What is being asked
Which lines in the listing below contain the string "fence"? Return each of those lines in full.
+++
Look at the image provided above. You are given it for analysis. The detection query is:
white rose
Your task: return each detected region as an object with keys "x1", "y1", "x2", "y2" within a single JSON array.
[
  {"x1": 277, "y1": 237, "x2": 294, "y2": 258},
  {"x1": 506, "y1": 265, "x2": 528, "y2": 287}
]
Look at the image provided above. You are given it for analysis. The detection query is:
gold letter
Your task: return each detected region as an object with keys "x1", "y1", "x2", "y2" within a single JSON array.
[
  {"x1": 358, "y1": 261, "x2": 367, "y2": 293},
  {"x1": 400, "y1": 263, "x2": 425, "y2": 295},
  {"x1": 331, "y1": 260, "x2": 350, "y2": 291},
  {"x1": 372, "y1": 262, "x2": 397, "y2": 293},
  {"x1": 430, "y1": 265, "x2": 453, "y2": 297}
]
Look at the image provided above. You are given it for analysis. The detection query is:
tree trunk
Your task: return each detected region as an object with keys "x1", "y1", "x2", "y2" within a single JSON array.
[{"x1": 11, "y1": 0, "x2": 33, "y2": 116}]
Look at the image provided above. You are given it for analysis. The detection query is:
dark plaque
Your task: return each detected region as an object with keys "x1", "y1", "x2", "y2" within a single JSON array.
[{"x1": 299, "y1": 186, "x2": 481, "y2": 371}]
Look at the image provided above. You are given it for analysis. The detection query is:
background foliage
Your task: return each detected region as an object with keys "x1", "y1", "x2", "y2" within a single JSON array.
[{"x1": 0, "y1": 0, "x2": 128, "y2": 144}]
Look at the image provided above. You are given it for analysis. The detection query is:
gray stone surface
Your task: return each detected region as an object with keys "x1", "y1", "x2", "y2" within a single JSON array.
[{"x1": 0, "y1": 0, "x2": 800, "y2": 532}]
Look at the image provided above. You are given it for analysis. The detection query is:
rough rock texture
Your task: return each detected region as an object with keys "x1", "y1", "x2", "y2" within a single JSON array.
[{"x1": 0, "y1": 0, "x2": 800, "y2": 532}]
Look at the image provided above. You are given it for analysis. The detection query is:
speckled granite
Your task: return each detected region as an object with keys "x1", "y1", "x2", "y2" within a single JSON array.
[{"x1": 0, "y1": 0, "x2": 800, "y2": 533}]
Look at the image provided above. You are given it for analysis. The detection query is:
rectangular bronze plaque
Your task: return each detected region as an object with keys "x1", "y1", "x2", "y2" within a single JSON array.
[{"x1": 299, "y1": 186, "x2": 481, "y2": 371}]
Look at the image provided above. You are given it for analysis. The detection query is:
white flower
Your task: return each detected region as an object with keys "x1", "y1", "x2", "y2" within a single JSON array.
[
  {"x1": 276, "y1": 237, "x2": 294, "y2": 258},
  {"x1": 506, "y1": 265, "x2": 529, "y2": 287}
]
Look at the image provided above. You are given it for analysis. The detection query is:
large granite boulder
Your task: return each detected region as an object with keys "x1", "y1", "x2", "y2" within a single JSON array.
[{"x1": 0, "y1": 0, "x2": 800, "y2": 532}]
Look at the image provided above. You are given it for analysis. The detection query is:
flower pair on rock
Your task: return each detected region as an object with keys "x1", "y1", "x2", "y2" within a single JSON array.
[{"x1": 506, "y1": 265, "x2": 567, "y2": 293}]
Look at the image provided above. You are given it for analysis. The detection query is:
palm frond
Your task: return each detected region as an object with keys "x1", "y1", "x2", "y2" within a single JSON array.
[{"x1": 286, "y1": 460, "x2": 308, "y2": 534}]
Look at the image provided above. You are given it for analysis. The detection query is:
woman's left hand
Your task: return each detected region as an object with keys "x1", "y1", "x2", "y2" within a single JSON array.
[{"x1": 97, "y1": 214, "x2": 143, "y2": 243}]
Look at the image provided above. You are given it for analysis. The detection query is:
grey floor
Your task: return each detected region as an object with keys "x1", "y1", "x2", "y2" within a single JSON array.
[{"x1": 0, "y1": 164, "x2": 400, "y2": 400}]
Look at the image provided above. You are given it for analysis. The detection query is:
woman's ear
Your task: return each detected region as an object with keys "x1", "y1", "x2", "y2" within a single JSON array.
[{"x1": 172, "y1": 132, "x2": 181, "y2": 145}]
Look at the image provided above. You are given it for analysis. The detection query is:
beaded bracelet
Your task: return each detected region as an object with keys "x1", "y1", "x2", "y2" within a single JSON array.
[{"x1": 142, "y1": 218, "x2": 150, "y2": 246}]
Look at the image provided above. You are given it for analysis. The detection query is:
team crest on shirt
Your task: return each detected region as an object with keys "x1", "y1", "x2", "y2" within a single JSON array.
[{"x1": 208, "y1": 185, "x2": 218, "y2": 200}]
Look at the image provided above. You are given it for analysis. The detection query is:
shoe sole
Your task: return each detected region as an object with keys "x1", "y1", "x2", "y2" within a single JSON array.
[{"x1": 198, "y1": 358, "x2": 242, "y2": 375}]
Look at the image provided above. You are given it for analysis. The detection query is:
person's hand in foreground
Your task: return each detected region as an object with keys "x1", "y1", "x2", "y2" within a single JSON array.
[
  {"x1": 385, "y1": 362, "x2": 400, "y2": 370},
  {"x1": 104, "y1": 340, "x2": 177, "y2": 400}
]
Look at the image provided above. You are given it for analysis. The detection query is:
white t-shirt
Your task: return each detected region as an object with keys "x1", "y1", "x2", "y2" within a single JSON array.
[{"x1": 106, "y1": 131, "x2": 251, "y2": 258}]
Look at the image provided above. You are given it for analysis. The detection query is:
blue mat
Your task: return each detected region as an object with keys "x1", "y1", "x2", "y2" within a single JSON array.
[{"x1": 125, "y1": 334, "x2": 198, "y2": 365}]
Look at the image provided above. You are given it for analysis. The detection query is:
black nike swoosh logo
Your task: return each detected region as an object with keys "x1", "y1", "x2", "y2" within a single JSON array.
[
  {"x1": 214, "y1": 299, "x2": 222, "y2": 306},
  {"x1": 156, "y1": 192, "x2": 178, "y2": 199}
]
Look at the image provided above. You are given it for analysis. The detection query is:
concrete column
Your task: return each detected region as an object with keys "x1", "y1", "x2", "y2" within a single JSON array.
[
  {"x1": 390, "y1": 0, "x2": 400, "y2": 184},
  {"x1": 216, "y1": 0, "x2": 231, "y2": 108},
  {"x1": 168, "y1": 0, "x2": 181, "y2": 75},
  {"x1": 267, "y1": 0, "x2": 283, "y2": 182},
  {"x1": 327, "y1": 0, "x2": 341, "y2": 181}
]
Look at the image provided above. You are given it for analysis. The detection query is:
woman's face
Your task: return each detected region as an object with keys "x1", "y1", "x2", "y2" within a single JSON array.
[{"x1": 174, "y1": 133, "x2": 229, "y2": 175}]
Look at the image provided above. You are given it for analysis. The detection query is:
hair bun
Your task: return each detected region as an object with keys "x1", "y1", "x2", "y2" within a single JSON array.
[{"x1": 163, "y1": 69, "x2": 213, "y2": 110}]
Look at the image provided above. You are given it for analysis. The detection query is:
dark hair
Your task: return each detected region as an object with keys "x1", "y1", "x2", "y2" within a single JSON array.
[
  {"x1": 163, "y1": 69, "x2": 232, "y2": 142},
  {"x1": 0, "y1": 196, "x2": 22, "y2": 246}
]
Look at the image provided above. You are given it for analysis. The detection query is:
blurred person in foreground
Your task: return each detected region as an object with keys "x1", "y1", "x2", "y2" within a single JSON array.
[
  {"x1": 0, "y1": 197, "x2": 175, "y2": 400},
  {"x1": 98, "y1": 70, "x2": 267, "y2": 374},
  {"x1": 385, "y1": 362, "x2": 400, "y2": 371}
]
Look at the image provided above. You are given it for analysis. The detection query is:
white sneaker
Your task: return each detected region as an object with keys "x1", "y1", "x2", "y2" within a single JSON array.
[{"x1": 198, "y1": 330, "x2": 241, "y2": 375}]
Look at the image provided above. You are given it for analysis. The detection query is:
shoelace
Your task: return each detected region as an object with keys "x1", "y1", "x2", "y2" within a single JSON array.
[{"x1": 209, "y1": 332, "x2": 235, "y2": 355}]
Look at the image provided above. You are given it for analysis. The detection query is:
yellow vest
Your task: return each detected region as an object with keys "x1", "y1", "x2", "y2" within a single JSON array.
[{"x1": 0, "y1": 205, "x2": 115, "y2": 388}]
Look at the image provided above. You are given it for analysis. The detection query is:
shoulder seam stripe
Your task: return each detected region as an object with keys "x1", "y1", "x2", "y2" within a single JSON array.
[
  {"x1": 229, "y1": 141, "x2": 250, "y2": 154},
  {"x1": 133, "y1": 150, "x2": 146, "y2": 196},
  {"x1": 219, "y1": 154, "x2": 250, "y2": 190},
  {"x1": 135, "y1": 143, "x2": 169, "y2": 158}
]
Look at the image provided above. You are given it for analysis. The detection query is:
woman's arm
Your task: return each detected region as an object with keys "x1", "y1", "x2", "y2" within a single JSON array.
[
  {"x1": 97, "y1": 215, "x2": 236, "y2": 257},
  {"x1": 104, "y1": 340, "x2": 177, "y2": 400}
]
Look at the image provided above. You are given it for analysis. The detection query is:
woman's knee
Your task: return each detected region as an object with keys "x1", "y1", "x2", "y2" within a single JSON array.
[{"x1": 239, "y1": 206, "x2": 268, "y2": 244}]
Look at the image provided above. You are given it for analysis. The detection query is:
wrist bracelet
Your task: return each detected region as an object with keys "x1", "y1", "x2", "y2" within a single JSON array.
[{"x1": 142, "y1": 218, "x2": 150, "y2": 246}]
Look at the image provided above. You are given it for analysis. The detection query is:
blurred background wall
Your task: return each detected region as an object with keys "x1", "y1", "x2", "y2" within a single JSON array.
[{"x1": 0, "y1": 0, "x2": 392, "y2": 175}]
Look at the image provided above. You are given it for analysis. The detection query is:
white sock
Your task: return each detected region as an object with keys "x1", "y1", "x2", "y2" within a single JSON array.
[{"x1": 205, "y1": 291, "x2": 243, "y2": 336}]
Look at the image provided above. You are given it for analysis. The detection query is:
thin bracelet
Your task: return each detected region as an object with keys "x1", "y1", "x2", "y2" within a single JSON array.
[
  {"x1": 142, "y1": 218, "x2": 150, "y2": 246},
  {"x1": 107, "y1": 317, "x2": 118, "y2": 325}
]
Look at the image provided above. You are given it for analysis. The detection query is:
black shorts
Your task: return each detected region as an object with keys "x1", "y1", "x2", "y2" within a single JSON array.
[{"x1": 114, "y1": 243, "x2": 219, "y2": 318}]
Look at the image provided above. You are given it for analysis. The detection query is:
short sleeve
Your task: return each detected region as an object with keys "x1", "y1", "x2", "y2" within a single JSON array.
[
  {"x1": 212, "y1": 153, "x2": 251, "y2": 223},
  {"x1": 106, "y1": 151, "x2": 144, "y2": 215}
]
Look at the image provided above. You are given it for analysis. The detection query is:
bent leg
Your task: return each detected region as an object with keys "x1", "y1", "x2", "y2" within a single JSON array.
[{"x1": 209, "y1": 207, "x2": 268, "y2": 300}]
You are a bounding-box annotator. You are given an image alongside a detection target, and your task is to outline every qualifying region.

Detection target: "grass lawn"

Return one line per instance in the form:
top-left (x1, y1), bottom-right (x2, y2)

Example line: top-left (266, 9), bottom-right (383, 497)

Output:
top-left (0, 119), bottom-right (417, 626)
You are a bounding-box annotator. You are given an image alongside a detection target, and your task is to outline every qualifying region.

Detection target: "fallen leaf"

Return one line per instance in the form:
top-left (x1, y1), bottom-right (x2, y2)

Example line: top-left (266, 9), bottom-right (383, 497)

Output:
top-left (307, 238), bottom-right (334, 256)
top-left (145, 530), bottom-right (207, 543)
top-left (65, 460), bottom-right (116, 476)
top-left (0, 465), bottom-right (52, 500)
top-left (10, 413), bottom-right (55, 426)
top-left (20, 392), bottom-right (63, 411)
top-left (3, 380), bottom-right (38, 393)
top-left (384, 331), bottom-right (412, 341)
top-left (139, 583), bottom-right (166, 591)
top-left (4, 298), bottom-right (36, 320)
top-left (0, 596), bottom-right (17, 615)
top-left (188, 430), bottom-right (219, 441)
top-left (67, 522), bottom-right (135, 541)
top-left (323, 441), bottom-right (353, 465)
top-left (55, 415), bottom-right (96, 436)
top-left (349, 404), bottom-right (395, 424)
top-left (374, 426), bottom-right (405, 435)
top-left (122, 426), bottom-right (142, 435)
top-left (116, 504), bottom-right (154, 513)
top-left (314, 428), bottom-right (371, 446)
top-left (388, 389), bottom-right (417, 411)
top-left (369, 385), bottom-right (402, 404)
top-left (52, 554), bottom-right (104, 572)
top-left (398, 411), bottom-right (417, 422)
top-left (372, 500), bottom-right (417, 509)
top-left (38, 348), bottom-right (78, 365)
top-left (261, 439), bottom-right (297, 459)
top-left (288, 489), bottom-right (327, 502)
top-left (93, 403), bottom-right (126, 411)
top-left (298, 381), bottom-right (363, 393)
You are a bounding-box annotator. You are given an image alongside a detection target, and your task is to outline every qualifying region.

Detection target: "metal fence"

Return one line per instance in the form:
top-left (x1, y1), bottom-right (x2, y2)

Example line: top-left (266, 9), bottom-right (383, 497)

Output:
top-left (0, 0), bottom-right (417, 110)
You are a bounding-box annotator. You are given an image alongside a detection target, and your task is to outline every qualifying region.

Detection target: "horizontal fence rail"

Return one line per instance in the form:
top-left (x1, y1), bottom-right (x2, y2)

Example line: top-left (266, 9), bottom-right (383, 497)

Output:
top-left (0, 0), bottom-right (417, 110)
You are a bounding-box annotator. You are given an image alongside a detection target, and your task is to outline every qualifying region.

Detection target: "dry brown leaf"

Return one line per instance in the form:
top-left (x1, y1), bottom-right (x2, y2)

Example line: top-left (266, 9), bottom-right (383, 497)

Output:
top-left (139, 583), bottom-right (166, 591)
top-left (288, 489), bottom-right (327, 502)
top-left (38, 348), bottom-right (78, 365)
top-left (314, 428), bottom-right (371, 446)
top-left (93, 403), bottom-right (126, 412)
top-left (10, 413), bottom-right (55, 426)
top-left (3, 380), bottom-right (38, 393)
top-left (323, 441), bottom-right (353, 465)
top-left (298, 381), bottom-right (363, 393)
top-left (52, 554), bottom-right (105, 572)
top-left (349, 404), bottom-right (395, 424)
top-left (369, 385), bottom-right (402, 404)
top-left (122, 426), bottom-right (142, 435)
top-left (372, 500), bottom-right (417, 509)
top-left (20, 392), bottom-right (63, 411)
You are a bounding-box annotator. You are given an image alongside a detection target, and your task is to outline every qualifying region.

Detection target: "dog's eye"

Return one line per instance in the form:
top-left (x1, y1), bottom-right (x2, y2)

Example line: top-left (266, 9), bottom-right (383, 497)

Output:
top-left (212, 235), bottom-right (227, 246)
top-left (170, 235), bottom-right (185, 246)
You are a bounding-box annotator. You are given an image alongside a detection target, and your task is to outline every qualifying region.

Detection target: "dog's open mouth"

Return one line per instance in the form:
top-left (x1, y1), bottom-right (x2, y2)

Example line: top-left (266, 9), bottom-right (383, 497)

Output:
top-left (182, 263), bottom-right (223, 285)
+++
Response
Detection target: "metal fence"
Detection target: "horizontal fence rail"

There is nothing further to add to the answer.